- _EXTRACT_
────────────────
For test 4, weigh (1,2,3,4,28) vs (5,6,7,8,9).

Test 4 balances: No combination includes any 2 of the coins used in test 4, so if the scale balances, it means neither fake is in that set. Thus, one of 10, 11, 12, 13, or 14 is fake, and all the coins weighed (and their counterparts) are genuine. Use the standard solution for 12 or fewer coins containing a fake to determine which of these 5 coins is fake and whether heavy or light. This takes 3 more tests. Once a fake is determined, the other fake is the partner listed above.

Test 4 tilts left, in this case, either (1, 2, 3, 4, 28) contains a heavy fake or (5, 6, 7, 8, 9) contains a light fake. In addition, if either 1 or 28 is fake, then the other fake is either 27 or 30. This yields 12 possible combinations.

For test 5, weigh (1,2,5,6) vs (3,4,7,8).

Test 5 Balances: Either 28 or 9 is fake. Test 6: weigh 27 vs 30, yielding (9,19) if it balances or (27,28) if it tilts left or (27,30) if it tilts right.
────────────────
- _SUPPLIED MATERIAL_
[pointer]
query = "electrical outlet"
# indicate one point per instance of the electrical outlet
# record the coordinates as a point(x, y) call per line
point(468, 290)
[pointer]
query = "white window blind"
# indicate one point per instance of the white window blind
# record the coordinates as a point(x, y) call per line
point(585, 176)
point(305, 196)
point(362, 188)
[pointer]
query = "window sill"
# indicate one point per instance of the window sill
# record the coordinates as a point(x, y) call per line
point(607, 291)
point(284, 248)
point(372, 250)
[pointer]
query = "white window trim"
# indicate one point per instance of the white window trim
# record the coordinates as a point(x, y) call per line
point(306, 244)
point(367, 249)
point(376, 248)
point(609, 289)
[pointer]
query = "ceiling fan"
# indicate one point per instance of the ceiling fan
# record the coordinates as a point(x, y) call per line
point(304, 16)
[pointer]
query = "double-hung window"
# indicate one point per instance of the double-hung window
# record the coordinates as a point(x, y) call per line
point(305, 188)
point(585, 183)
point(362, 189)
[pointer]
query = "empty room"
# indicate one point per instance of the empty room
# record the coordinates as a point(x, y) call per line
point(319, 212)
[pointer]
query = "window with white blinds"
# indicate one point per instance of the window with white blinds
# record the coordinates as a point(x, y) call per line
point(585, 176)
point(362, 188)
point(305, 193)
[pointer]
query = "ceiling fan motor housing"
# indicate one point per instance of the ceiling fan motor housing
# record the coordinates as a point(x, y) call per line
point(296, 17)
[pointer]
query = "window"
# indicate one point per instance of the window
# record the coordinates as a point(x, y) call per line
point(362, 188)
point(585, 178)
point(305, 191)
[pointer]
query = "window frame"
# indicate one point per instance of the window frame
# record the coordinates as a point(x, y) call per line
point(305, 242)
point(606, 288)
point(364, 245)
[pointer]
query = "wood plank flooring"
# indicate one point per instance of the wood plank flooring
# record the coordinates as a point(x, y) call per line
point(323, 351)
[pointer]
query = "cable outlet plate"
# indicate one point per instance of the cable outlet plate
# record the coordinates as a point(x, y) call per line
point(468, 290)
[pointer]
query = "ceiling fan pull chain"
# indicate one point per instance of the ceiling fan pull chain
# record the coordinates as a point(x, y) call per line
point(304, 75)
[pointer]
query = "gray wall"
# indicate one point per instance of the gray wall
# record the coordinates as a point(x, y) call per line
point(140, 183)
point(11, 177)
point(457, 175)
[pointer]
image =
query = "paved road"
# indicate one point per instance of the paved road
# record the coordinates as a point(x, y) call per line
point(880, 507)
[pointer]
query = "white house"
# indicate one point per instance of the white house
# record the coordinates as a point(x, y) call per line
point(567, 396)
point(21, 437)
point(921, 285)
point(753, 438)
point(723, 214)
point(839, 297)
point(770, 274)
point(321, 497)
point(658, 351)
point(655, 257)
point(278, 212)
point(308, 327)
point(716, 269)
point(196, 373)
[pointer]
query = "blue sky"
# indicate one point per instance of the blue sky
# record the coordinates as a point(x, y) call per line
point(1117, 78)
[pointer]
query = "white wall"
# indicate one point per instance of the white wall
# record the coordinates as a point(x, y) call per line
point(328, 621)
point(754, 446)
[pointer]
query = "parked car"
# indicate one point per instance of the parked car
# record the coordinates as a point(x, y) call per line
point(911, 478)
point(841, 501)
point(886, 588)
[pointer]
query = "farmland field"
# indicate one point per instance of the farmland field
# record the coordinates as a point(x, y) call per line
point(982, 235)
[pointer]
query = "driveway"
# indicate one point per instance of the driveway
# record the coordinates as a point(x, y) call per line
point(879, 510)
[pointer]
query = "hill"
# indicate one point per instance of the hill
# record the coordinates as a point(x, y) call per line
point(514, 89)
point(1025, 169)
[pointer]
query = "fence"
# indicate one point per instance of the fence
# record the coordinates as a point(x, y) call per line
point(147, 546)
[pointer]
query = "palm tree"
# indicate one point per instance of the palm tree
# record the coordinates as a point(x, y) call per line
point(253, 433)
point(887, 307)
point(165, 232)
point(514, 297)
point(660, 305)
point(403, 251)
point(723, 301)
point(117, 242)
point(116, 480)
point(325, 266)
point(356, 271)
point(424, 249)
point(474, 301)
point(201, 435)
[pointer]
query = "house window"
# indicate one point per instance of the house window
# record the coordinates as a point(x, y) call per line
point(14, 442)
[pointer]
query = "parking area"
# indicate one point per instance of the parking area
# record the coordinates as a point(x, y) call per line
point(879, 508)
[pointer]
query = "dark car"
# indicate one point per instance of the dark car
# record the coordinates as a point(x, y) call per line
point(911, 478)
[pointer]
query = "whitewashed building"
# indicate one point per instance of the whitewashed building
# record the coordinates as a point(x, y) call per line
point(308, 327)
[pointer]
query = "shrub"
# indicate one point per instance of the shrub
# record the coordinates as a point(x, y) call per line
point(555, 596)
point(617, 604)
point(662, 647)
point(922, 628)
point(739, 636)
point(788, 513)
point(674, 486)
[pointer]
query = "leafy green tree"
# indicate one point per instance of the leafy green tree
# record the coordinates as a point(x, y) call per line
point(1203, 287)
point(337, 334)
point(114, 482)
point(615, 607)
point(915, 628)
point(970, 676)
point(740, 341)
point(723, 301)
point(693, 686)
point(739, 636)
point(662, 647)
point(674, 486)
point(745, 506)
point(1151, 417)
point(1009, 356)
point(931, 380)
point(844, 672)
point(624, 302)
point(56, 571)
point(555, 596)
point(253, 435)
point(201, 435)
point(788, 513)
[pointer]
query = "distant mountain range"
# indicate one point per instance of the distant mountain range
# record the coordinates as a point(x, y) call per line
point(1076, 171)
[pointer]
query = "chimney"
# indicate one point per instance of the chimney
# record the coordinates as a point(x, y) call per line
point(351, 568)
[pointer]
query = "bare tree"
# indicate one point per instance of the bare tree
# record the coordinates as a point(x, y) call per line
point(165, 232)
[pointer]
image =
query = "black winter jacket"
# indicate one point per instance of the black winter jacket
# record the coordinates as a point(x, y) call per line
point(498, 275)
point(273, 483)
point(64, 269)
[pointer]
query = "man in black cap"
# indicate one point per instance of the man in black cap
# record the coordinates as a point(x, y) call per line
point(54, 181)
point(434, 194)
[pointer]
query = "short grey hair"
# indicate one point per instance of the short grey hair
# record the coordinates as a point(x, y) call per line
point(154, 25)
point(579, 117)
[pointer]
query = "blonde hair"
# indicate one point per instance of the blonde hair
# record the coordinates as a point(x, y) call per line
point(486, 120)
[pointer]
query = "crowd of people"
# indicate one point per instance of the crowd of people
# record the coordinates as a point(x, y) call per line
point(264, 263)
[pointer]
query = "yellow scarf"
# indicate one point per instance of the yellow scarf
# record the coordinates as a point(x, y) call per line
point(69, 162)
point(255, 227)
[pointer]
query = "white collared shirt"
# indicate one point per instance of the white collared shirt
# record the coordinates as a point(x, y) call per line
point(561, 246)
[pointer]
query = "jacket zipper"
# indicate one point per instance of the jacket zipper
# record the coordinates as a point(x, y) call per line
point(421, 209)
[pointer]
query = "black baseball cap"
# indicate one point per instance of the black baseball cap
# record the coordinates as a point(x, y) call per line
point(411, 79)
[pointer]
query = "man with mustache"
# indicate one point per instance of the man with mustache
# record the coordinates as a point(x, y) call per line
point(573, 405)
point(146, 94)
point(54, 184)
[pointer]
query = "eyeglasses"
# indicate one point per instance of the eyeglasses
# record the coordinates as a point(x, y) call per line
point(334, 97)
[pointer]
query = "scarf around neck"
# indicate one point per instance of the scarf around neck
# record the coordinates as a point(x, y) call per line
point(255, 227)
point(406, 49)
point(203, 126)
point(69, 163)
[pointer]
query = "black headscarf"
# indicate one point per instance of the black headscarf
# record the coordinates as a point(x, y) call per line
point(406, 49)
────────────────
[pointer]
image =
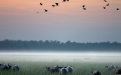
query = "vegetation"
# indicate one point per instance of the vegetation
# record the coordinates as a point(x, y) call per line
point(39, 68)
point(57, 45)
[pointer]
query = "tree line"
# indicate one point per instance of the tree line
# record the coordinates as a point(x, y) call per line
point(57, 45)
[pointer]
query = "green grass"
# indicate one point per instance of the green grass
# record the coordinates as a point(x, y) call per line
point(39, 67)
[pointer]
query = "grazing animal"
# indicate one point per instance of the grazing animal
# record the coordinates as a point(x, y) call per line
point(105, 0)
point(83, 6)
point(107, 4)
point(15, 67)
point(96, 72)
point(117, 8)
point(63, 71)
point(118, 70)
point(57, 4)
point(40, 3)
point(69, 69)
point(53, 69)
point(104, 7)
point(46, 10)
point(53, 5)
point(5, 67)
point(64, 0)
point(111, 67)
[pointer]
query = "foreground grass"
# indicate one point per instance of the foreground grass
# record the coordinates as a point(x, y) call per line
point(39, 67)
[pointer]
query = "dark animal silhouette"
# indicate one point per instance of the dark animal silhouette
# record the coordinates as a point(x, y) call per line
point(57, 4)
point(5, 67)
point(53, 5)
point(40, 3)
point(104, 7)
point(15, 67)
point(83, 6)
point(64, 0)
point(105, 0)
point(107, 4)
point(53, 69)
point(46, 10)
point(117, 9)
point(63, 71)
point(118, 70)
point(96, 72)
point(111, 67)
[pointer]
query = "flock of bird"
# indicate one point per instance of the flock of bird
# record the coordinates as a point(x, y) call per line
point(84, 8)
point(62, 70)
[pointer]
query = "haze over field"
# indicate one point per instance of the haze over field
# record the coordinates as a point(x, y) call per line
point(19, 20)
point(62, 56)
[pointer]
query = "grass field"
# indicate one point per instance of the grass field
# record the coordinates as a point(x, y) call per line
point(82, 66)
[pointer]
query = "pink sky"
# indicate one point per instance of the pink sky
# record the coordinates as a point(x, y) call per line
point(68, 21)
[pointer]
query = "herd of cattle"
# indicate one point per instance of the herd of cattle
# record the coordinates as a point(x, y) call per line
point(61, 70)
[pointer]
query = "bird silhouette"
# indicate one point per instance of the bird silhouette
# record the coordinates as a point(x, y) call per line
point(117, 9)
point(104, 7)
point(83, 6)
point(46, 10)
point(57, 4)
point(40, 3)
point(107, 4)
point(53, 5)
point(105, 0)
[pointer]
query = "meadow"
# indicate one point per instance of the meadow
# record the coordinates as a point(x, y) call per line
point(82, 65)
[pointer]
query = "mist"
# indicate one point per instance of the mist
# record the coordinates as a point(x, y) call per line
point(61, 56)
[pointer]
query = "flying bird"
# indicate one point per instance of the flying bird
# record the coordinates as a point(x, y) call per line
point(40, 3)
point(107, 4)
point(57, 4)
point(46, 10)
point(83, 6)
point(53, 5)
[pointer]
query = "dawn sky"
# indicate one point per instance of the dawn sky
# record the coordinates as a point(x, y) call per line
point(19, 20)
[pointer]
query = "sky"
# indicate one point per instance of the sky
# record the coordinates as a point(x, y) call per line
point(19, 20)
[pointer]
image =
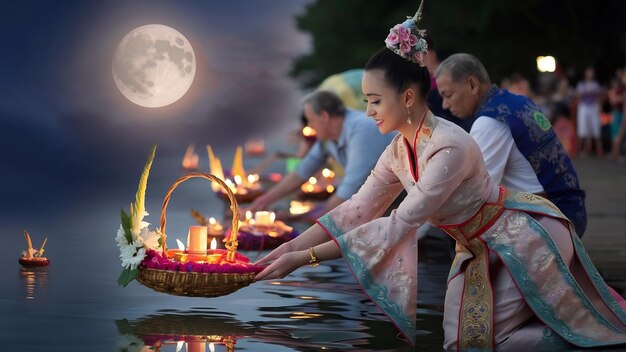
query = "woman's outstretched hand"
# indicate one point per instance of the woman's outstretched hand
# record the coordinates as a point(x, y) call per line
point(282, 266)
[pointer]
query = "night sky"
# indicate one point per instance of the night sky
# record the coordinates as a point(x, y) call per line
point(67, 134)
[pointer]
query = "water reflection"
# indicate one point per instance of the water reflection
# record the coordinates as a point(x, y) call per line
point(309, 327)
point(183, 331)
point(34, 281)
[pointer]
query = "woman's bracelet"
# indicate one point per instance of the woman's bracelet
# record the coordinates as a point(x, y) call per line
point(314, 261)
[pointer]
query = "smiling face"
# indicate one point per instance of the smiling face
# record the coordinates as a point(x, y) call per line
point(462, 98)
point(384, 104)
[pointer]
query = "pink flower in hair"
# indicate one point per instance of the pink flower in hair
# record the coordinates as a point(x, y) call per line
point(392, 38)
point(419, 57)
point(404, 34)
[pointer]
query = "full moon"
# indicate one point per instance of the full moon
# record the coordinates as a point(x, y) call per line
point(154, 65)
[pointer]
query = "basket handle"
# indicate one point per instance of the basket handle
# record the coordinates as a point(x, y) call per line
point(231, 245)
────────────────
- _PROBLEM TO WORK ON_
In the coin-weighing text, how many more tests does the standard solution take to find the fake among coins 10, 11, 12, 13, and 14 when test 4 balances?

- _OUTPUT OF THE TASK_
It takes three more tests.